**Task item**
According to the article on Morton's Neuroma, which small shoe inserts can take pressure off the irritated nerve to reduce pain?
[Opening Given text section]
Nov 03rd, 2016
Nov 03rd, 2016 / Nicki Chick
Hannah Allworth explains how to treat this common complaint of fibrous tissue build up on the ball of the foot in TriathlonPlus Physio Corner Nov/Dec 16
Morton’s Neuroma is the most common of the benign neuromas that can develop in a foot. More simply put it is a build up of fibrous tissue around a nerve in the ball of the foot usually between the second and third, or third and fourth toe. It is the result of a complex change in biomechanics of the foot, irritating the nerve and causing a variety of symptoms including pain, tingling/numbness between the toes, or the feeling of a small stone being in your shoe (but not actually being there).
It can affect either one or both feet. Common risk factors include wearing pointed shoes, chronic foot issues (bunions, flat feet etc) or repetitive impact exercise like running. Symptoms are likely to get worse as the run progresses or by wearing tight shoes and are often relieved when barefoot.
Other possible explanations for the pain could be a stress fracture, metatarsalgia (pain over the metatarsal heads) or foot tendonitis, while diabetes, back or other neurological issues could cause the numbness or tingling. To get an accurate diagnosis book an appointment with a physio or a foot/ankle specialist to avoid any misdiagnosis.
Changes in footwear, training regime, training volume or training surface can all cause a shift in metatarsal movement and irritate the nerve. More stubborn cases are often down to more complex biomechanical issues, which an experienced physiotherapist will be able to identify and help manage.
The first stage of treatment will be to settle the nerve and reduce the symptoms. This may include PRICE (protection, rest, ice, compression, elevation), footwear advice, taping and soft tissue massage. Small inserts for your shoes known as metatarsal domes can be very handy in taking pressure off the angry nerve in order to reduce pain.
Once the symptoms have settled the next step is to restore normal movement, strength and muscle control. This may not just be in and around your foot – often weakness or stiffness higher up the body can be contributing to a foot issue. Each case needs to be assessed individually but common themes seen are poor foot posture, balance, tight or weak calf muscles and weak gluteal muscles.
If running is the main trigger then an assessment from a running specialist is a must. Analysis of your gait may reveal technique flaws that are easily corrected. Reducing your stride length and increasing your cadence (steps per minute) is a good way to start reducing the load going through your feet. In order to control your landing (as over 2 times your body weight is put through your foot each time you land) having strong foot, calf and gluteal muscles is key to pain free running.
If this sounds like you, try to identify and modify any aggravating factors and use the PRICE regime to manage the acute symptoms. Book an assessment with an experienced physio to screen you running technique and address any possible stiffness or weakness that may be contributing to the condition. As with any injury early intervention will make managing the condition immeasurably easier so be pro-active with any niggles!
[Closing Given text section]
[Opening Listed records section]
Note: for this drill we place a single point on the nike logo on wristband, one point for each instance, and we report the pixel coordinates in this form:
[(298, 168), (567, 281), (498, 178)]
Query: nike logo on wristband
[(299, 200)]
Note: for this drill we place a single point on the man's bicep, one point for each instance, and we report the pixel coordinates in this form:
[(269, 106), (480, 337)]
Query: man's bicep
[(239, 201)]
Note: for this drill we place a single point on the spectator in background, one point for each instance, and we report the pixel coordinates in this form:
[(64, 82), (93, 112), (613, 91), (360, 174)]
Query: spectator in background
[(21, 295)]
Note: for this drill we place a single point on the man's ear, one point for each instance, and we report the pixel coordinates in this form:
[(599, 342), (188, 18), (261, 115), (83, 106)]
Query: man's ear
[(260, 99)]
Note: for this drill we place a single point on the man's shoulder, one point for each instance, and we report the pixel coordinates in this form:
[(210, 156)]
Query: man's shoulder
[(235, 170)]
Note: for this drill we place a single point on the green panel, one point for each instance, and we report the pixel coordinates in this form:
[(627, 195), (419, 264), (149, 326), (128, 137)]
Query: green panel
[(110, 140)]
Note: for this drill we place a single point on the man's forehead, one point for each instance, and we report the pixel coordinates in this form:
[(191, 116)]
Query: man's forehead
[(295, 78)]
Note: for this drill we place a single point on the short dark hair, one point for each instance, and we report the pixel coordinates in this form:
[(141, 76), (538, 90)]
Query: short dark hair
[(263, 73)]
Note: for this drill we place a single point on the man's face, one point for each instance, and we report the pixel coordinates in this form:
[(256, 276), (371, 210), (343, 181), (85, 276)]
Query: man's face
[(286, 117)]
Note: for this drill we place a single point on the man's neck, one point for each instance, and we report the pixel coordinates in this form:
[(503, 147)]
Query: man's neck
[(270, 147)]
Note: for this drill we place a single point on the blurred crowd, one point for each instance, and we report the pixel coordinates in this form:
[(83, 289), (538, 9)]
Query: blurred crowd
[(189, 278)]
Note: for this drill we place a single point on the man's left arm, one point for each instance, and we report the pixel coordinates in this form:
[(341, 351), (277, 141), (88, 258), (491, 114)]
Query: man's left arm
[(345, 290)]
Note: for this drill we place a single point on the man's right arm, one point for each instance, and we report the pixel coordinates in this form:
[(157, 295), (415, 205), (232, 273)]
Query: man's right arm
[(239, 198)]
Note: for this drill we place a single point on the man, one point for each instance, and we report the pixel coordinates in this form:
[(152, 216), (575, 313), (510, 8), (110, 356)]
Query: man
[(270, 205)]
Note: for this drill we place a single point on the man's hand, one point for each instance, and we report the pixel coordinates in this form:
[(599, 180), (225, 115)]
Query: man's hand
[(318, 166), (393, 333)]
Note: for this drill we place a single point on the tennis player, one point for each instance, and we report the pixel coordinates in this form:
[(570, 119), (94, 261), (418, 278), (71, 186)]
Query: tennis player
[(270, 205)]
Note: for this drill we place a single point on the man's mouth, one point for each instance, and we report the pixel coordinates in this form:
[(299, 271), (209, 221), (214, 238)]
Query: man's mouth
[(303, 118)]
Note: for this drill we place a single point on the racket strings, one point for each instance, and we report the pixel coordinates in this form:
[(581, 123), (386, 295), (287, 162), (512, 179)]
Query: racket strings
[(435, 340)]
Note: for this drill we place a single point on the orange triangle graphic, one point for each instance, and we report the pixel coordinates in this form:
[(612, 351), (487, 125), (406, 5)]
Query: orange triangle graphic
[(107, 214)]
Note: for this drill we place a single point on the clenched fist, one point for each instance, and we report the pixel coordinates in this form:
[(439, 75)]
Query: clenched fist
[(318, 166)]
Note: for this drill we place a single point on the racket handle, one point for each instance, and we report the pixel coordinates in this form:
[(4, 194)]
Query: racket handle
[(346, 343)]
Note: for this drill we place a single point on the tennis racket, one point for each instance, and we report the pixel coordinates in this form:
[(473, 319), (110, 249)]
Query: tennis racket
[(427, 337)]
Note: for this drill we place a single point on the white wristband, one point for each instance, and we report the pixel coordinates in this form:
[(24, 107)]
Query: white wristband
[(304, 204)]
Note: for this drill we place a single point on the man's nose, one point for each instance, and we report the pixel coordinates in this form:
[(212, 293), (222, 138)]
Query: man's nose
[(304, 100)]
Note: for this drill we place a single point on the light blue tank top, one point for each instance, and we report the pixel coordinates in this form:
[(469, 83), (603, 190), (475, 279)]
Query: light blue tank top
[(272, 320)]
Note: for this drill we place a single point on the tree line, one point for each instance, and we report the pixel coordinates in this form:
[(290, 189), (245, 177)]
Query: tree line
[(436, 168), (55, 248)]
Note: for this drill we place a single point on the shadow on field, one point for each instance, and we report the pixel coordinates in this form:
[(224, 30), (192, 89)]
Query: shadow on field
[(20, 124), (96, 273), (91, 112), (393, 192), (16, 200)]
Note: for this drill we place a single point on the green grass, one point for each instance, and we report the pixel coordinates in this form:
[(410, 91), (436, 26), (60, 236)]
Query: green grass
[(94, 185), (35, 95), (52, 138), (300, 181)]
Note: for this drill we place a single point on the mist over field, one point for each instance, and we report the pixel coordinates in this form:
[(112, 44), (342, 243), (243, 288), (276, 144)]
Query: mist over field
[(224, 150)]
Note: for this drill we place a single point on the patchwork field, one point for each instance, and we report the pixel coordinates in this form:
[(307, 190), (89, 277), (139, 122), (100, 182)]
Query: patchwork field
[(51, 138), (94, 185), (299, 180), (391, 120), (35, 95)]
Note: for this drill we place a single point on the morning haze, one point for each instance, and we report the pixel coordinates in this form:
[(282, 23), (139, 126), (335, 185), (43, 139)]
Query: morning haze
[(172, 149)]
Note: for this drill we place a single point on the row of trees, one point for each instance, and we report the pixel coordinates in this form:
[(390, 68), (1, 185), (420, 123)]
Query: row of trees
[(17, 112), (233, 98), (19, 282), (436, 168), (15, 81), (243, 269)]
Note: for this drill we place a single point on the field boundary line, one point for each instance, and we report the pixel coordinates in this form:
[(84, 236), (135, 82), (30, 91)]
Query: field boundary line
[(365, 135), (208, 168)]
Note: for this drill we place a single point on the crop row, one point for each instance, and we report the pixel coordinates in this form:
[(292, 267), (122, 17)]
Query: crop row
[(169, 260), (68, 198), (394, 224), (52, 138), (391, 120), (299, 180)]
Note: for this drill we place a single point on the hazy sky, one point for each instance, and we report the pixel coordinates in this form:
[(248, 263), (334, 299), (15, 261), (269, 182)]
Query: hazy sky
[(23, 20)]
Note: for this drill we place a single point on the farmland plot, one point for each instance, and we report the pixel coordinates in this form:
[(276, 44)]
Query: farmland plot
[Closing Listed records section]
**Solution for this problem**
Metatarsal domes.